(SET PROBLEM) Could you format the listing below as a numbered list, from its first line through the line containing "47L97 43L106 42L108", both included, with blank lines left out?

(MATERIAL FOR THE TASK)

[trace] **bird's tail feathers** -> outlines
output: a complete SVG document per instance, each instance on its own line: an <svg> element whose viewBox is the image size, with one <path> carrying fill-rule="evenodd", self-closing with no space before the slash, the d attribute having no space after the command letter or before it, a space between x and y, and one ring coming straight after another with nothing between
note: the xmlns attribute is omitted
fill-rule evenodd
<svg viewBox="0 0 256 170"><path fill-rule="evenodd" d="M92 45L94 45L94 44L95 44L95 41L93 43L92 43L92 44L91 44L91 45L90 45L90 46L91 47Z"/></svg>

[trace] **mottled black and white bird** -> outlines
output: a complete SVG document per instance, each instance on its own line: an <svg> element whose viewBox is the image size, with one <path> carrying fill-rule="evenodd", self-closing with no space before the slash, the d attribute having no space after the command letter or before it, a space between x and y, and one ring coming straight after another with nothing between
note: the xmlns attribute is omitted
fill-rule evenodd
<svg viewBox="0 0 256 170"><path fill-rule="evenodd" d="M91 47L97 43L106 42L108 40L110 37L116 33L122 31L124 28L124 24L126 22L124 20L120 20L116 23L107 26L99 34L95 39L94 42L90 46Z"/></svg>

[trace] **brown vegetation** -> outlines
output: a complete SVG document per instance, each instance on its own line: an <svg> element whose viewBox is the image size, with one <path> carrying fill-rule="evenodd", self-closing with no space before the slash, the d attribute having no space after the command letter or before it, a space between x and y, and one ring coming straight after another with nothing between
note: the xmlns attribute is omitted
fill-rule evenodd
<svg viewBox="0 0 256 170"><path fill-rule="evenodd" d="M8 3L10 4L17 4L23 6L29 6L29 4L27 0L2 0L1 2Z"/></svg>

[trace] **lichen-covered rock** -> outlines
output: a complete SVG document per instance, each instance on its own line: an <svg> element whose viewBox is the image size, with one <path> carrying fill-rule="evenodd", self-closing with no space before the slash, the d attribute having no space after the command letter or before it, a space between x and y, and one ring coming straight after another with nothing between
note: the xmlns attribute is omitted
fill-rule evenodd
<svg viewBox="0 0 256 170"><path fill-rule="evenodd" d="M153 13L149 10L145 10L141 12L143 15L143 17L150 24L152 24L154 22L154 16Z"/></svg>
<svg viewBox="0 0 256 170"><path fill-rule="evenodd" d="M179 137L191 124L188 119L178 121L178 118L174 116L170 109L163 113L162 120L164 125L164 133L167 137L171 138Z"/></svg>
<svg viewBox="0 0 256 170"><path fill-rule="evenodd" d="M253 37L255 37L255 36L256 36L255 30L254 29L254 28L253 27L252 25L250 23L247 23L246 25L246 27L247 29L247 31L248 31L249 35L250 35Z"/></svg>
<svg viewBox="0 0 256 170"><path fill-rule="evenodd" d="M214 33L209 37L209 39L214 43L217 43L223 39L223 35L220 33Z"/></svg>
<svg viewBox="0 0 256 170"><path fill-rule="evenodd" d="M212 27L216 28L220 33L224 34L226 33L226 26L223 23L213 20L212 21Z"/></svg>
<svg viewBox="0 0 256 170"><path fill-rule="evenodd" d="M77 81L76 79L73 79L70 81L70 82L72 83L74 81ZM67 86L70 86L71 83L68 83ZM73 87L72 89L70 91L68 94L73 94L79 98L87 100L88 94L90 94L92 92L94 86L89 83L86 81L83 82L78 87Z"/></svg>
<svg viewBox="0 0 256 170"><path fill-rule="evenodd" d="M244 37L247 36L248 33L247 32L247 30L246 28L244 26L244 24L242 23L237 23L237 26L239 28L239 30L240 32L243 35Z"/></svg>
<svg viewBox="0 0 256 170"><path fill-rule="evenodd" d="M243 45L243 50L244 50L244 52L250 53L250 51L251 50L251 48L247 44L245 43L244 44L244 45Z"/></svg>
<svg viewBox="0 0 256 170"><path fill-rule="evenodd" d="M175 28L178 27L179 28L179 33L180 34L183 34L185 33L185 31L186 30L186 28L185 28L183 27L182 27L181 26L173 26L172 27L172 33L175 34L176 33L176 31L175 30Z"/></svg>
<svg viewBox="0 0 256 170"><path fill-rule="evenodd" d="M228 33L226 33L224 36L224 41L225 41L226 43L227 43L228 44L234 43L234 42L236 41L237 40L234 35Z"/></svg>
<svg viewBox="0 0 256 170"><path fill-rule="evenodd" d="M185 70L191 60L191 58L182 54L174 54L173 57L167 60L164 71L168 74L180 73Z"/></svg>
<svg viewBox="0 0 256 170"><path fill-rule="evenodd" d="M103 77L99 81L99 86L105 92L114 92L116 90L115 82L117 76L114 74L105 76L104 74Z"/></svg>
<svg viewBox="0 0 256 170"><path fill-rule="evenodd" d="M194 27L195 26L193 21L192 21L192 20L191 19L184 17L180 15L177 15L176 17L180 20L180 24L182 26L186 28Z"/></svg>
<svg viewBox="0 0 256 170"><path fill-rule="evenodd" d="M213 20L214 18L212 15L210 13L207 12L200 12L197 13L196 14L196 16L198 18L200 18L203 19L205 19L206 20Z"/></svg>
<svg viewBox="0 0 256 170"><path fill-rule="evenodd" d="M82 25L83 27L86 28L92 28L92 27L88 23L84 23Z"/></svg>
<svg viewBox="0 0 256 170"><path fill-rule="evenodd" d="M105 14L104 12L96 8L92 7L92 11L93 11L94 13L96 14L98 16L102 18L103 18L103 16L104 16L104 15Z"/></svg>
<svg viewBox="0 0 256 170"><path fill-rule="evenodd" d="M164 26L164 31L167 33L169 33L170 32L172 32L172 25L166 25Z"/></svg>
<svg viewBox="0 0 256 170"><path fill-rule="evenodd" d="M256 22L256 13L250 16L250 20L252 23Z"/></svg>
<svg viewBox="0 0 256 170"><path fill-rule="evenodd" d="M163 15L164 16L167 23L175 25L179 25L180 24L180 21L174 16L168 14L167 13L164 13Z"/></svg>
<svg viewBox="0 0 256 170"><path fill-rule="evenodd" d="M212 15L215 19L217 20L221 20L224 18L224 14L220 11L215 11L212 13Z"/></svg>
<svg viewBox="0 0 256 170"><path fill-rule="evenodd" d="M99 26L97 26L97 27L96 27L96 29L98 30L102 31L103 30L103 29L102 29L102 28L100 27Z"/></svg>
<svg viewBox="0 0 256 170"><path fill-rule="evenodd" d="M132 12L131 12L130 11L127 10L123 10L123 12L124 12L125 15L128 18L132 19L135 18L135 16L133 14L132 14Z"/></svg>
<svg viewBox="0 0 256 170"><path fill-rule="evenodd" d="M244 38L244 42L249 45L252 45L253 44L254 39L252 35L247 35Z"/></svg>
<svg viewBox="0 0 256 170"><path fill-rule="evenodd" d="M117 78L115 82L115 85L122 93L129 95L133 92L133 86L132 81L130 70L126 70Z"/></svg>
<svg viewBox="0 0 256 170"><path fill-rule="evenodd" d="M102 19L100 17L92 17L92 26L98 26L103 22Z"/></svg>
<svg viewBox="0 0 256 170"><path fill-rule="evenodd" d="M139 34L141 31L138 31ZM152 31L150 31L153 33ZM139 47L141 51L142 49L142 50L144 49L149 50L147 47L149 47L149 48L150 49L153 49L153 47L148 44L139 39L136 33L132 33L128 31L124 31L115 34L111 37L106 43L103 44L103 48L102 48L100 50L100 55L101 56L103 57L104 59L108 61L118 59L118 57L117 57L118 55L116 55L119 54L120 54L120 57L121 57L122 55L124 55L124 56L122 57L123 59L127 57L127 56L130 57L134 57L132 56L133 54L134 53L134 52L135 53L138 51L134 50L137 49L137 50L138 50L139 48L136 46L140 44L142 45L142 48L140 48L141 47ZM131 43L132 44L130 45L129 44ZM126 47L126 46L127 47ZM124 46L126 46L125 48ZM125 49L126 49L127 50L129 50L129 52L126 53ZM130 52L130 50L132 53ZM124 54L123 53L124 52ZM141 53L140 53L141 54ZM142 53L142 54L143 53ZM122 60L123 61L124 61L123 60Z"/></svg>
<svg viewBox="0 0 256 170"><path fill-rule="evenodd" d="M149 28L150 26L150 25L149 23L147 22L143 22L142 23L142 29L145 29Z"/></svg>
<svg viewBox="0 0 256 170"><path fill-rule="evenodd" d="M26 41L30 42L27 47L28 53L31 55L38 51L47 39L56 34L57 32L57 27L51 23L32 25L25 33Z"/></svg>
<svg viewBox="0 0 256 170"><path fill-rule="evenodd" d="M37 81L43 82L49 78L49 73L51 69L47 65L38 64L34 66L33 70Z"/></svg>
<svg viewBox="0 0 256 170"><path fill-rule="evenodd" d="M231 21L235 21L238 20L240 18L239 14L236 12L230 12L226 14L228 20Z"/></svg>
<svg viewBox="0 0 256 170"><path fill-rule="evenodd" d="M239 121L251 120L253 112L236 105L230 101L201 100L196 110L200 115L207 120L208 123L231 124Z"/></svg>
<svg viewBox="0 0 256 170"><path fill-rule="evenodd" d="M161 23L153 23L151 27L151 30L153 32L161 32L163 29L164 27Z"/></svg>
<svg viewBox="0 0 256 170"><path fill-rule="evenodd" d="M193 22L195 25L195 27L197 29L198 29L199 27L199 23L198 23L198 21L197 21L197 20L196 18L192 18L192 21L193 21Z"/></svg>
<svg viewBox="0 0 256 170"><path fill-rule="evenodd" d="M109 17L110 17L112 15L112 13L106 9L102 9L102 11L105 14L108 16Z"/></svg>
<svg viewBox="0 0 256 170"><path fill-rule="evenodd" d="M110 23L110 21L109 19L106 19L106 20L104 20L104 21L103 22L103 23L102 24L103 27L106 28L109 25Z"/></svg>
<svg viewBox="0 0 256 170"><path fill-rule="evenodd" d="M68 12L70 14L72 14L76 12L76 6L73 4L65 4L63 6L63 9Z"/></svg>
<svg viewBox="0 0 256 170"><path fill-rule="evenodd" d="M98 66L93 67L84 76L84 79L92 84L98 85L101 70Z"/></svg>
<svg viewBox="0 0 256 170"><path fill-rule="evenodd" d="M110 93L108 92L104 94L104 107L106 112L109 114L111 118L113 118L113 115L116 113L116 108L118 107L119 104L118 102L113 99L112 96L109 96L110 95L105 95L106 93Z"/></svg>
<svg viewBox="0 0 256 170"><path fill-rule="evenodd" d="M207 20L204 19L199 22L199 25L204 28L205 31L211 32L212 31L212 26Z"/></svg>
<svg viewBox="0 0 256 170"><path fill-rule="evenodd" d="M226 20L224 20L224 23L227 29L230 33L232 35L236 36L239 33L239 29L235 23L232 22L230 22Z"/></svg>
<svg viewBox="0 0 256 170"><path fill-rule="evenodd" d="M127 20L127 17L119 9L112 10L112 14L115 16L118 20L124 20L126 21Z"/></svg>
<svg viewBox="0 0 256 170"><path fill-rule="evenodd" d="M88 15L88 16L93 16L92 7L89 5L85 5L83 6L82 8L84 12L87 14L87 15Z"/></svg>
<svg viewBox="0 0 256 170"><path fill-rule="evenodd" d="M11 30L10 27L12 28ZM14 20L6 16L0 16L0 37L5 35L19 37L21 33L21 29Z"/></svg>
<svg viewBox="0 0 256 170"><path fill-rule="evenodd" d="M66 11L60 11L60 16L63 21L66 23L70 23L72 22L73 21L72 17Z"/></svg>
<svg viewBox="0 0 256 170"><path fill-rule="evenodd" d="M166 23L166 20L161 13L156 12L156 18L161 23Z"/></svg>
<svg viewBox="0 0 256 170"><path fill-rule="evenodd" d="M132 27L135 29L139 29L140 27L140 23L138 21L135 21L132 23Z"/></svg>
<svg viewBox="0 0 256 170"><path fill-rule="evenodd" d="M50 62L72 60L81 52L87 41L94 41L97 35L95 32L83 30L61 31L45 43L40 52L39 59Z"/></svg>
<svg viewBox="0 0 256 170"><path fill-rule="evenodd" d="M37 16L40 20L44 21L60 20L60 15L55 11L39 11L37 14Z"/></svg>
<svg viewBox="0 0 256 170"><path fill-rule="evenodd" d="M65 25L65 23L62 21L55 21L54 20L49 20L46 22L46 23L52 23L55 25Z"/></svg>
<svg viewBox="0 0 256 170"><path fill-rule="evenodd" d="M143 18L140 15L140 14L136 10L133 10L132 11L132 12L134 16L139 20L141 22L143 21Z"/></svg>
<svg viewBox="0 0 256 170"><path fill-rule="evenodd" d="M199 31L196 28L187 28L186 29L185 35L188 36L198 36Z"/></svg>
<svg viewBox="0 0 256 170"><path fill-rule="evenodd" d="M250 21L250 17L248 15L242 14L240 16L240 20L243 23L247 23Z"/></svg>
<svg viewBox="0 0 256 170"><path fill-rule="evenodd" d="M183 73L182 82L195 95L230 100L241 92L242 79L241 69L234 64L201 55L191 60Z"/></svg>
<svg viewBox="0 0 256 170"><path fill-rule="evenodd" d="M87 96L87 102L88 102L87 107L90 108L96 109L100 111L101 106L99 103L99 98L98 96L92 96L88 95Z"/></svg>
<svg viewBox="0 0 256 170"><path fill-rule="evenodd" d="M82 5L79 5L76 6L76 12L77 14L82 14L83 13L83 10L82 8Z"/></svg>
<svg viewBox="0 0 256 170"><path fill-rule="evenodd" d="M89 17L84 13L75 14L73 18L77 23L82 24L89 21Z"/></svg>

(THE REPLY)
1. [trace] **bird's tail feathers** -> outlines
2. output: a complete SVG document per instance, each instance on its own line: an <svg> element whose viewBox is the image size, with one <path> carrying fill-rule="evenodd", self-closing with no space before the slash, the d attribute having no space after the command letter or before it, a space between x and y, and one ring coming straight after another with nothing between
3. note: the xmlns attribute is omitted
4. fill-rule evenodd
5. <svg viewBox="0 0 256 170"><path fill-rule="evenodd" d="M92 45L94 45L94 44L95 44L95 41L93 43L92 43L92 44L91 44L91 45L90 45L90 46L91 47Z"/></svg>
6. [trace] **mottled black and white bird** -> outlines
7. output: a complete SVG document per instance, each instance on its own line: an <svg> element whose viewBox is the image size, with one <path> carrying fill-rule="evenodd", self-closing with no space before the slash, the d attribute having no space after the command letter or before it, a space between x and y, and one ring coming straight after another with nothing between
8. note: the xmlns attribute is omitted
9. fill-rule evenodd
10. <svg viewBox="0 0 256 170"><path fill-rule="evenodd" d="M91 47L97 43L106 42L108 40L110 37L116 33L122 31L124 28L124 24L126 22L124 20L120 20L116 23L107 26L99 34L95 39L94 42L90 46Z"/></svg>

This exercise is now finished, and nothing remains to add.